DIRECTION - Which lines of the listing below contain the word "water"? Extract each of them, counting only matches with the same capitalization.

LISTED RECORDS -
● ● ● ● ●
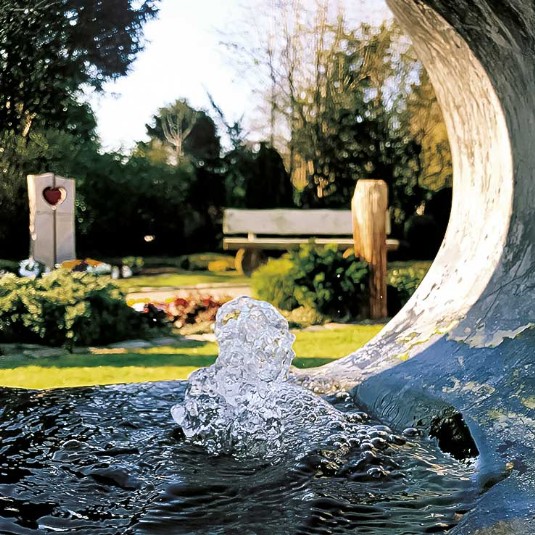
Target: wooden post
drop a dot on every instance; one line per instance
(369, 206)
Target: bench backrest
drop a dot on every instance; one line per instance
(288, 222)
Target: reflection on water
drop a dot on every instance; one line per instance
(110, 460)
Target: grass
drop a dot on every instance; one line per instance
(109, 366)
(181, 278)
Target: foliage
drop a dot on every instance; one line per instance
(179, 279)
(184, 133)
(65, 309)
(402, 280)
(273, 282)
(168, 362)
(344, 102)
(426, 124)
(319, 278)
(194, 309)
(9, 266)
(257, 179)
(329, 282)
(135, 263)
(51, 48)
(217, 266)
(302, 317)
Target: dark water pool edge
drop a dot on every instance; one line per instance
(150, 390)
(418, 391)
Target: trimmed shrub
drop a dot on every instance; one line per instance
(9, 266)
(66, 309)
(402, 280)
(329, 282)
(321, 279)
(273, 282)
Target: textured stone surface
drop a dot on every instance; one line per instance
(44, 217)
(466, 338)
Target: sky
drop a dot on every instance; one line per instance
(183, 58)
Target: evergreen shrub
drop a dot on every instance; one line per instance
(66, 309)
(402, 280)
(319, 278)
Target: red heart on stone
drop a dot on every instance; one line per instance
(54, 196)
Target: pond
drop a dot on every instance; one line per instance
(110, 460)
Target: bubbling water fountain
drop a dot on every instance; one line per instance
(244, 405)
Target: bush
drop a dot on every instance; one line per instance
(329, 282)
(302, 317)
(9, 266)
(321, 279)
(135, 263)
(66, 309)
(273, 282)
(402, 280)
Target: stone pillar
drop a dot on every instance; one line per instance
(52, 226)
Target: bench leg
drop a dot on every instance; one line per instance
(247, 260)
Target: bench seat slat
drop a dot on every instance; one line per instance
(235, 243)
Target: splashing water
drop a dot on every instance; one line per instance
(244, 406)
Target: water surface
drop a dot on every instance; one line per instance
(110, 460)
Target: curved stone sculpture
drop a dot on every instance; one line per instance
(465, 341)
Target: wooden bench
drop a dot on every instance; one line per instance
(250, 232)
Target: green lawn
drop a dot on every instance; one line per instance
(177, 361)
(181, 278)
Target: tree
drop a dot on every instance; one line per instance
(426, 124)
(185, 133)
(49, 49)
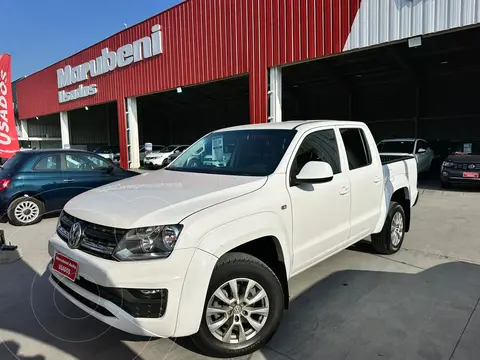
● ● ● ● ●
RESULT OF THIS TASK -
Target: reflection on water
Target: dark water pool edge
Target: bubbling water fountain
Target: splashing water
Target: water surface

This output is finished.